TASK INSTRUCTIONS:
Determine how many lines in the records hold "dark", and give that number with nothing added.

[Saved entries]
※ ※ ※
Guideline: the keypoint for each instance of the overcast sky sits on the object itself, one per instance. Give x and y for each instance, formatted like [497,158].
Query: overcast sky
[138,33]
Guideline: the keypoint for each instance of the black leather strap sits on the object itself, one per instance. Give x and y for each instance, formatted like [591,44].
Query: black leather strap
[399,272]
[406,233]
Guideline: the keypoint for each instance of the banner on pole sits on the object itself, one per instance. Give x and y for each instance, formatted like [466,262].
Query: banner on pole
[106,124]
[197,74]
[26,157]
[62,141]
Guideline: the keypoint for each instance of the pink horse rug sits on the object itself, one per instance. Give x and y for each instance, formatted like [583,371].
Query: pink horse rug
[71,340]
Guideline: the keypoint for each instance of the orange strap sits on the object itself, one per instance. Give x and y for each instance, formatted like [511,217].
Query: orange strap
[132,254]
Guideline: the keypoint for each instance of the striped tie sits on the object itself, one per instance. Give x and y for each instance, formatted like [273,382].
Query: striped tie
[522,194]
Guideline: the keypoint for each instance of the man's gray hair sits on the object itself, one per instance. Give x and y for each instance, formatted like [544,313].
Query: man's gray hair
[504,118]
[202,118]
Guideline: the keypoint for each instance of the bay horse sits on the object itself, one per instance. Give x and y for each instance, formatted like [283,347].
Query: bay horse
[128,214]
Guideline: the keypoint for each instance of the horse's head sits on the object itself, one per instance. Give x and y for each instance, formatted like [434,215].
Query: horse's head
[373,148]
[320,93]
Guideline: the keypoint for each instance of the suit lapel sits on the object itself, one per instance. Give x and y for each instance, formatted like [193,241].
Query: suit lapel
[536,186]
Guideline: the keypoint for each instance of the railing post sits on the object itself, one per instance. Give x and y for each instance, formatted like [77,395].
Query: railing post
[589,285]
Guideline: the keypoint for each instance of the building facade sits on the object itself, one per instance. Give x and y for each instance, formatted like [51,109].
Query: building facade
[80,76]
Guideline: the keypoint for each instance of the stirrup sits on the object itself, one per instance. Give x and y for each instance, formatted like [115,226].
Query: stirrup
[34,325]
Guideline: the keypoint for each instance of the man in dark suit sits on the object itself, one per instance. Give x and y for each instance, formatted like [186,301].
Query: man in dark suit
※ ※ ※
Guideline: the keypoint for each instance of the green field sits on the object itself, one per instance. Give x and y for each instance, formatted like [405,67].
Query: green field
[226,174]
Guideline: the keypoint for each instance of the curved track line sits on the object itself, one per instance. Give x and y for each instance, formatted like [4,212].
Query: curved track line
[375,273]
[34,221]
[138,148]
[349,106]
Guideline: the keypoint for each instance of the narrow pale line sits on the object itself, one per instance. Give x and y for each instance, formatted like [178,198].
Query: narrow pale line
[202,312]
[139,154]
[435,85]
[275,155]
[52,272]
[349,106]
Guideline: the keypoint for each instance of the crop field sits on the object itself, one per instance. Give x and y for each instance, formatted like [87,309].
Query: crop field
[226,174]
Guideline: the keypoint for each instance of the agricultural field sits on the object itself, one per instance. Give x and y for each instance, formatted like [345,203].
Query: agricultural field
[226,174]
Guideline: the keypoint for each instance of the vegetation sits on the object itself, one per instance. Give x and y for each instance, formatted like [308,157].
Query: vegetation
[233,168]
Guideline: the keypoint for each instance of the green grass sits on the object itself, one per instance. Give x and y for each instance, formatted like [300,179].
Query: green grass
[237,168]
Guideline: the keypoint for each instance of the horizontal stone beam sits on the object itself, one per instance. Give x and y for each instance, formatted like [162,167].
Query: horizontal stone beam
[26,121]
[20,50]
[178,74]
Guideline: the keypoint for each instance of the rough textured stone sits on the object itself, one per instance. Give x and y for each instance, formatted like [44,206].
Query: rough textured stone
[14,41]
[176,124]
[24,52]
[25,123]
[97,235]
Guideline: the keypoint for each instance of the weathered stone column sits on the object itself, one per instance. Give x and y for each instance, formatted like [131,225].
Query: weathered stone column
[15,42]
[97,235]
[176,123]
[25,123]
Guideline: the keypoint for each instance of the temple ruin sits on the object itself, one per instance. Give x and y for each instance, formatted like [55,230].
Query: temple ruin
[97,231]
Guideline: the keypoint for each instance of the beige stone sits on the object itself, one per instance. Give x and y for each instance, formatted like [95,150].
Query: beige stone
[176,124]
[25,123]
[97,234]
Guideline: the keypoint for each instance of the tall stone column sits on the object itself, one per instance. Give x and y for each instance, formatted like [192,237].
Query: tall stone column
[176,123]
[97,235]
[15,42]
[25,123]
※ ※ ※
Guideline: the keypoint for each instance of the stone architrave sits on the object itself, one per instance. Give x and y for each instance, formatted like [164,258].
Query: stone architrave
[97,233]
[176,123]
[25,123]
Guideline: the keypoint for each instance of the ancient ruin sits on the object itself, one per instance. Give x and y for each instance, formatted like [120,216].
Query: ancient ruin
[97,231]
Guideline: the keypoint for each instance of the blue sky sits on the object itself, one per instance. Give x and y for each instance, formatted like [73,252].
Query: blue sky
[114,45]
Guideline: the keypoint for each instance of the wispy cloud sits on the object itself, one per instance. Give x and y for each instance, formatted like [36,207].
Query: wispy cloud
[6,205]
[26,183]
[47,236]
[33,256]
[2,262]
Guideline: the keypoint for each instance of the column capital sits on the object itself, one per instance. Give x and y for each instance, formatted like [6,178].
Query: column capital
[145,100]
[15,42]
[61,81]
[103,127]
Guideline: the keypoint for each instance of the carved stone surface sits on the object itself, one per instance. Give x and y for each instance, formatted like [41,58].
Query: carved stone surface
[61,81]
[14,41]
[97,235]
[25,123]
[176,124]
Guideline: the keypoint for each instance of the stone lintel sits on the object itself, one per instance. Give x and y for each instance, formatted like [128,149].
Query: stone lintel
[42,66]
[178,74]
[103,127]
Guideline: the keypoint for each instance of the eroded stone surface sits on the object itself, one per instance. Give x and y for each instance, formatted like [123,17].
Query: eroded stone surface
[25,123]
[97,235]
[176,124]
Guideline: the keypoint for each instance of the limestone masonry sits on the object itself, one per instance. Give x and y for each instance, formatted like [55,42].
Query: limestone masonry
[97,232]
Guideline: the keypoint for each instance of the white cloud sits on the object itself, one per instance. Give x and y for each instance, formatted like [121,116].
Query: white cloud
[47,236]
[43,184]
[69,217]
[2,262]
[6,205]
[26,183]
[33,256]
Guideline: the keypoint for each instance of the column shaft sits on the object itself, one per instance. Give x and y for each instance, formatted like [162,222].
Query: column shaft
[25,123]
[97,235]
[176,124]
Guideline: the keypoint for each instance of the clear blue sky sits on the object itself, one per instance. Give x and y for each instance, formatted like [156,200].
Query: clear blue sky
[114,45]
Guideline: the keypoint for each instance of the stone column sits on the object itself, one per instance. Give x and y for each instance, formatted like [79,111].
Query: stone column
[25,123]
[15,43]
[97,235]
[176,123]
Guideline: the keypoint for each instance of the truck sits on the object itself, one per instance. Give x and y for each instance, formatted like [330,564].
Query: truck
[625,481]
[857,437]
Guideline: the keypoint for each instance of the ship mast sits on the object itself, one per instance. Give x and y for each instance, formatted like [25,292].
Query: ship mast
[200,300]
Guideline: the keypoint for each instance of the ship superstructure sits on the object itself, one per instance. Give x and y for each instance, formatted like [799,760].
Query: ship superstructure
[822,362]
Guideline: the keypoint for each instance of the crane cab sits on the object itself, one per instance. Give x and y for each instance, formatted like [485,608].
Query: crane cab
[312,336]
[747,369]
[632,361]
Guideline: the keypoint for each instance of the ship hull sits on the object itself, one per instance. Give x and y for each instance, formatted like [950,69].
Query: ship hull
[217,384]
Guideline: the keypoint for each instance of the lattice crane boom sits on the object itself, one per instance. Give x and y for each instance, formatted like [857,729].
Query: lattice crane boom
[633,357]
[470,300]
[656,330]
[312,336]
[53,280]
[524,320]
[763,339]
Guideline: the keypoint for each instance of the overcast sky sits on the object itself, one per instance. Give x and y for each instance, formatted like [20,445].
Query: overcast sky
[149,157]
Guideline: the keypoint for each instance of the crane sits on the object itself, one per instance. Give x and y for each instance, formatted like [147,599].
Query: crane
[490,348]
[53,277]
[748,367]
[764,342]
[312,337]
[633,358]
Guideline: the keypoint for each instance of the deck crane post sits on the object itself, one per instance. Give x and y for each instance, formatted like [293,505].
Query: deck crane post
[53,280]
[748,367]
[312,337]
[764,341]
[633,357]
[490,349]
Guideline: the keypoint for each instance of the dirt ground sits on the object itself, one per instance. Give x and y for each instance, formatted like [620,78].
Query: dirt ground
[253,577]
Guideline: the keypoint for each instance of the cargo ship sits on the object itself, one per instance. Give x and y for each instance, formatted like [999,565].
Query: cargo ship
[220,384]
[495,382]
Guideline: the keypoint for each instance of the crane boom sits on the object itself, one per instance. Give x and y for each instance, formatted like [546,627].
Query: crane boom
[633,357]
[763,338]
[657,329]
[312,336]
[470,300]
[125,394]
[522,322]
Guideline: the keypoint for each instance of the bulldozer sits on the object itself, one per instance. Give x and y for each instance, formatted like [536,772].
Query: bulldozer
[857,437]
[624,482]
※ ※ ※
OUTPUT:
2